++++ Extracted text

Meanwhile, centrist parties displayed less emphasis on global solidarity. The Liberal (Folk) Party sought for Sweden to join NATO, and it supported immigration but not mother-tongue education: “Work, self-support and Swedish [language] are the key to integration. Sweden will be a country where we take advantage of the potential and motivation of people with foreign backgrounds” (FP, 2011b). The Centre Party similarly supported “freedom, democracy and human rights” but sought to eliminate special supports for immigrants and instead “ensure that all basic policies are more inclusive” (CP, 2011b: 1).
The centre-right parties put comparatively greater focus on security, defence and threats. The Christian Democratic Party supported advancing “a market economy that respects the environment and social factors, and that combines freedom and security” (CD, 2011a). The party also favoured “carrying out more deportations” of migrants and having “more detention centers” (CD, 2020). The Conservative (Moderate) Party emphasized protecting the “world order that prevailed during the post-war period,” safeguarding “Sweden's security, freedom and independence” and defending “Sweden's various interests in the international arena” (MP, 2020). The party also took a more selective position on immigration: “Nobody has the right to ask a country to provide for them if they lack a legitimate need for protection” (MP, 2011b: 38).
Lastly, the far-right Sweden Democrats opposed most forms of immigration, calling for “a safe and protected border to keep organized crime, human trafficking and terrorism away” while supporting forms of international co-operation that “puts the conditions for Swedish workers and taxpayers first” (SWD, 2020b). To sum up, in this domain, parties on the right were more nationalistic, emphasizing defence and security (of status quo arrangements), which would protect/sustain existing power concentrations. By contrast, parties on the left were more supportive of diffusing economic and political power to immigrants, foreigners, women, the environment and future generations.
Social policy and the welfare state
On social policy and the welfare state, as expected, leftist parties focused heavily on diffusing power. Sweden's Left Party championed both free universal education and curriculum reform to support power diffusion by promoting equality and “societal” democratization (LP, 2011: 23). Strongly contesting “racism” and “patriarchy,” the Left Party insisted that no one should be excluded from Sweden's generous welfare policies. Centre-left parties also supported reducing power disparities via welfare financing from general taxation. The Social Democratic Party emphasized welfare universality, “stopping the pursuit of profit in welfare” (SDP, 2020b) and upholding “values of solidarity, compassion, justice and equality” (SDP, 2011d). With power diffusion across generations and genders in mind, the party prioritized becoming “the world's best country for children” (SDP, 2011e), “best country in which to grow old” (SDP, 2011f) and for “parents to make more or less equal use of the parental insurance scheme” (SPD, 2011e). Inter-generational and gender-based power diffusion was likewise supported by the Green Party, as was respect for many kinds of diversity, including LGBTQ lifestyles: “The welfare state's security system must be inclusive, general and robust” (GP, 2020).

++++++++

- What this exercise asks:
a – Condense the paragraph beginning "Meanwhile, centrist parties" from the passage on Swedish party positions into a short bulleted list that keeps its main facts.
b – In the passage on Swedish party positions, what did the Christian Democratic Party favor regarding migrants in 2020?
c – Pick up the passage on Swedish party positions right after its final sentence and keep writing in the same style.

++++ Material

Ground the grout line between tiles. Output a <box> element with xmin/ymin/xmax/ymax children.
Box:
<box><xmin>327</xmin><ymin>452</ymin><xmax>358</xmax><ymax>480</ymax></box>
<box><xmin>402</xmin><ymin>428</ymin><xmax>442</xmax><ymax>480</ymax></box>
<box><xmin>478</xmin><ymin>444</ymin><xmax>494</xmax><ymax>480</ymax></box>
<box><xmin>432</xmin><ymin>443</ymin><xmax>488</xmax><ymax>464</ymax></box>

++++++++

- Replies:
a –
- Centrist parties put less emphasis on global solidarity.
- The Liberal (Folk) Party wanted Sweden to join NATO.
- It supported immigration but not mother-tongue education, and it held that work, self-support and the Swedish language are the key to integration.
- The Centre Party backed freedom, democracy and human rights.
- It sought to end special supports for immigrants and instead make all basic policies more inclusive.

b – It favored carrying out more deportations of migrants and having more detention centers.

c –
The more centrist Liberal (Folk) Party has emphasized a supportive social policy, though with less attention to solidarity and more emphasis on developing “choices and individual autonomy” in welfare programs (FP, 2011c). Meanwhile the Centre Party has argued in favour of “people giving one another mutual support” (CP, 2011a: 3). Rejecting special treatment for both the deprived and privileged, the party maintained that “each person has the same rights and obligations, regardless of gender, outlook on life, sexual preference, dwelling, ethnic or social background” (CP, 2011a: 3).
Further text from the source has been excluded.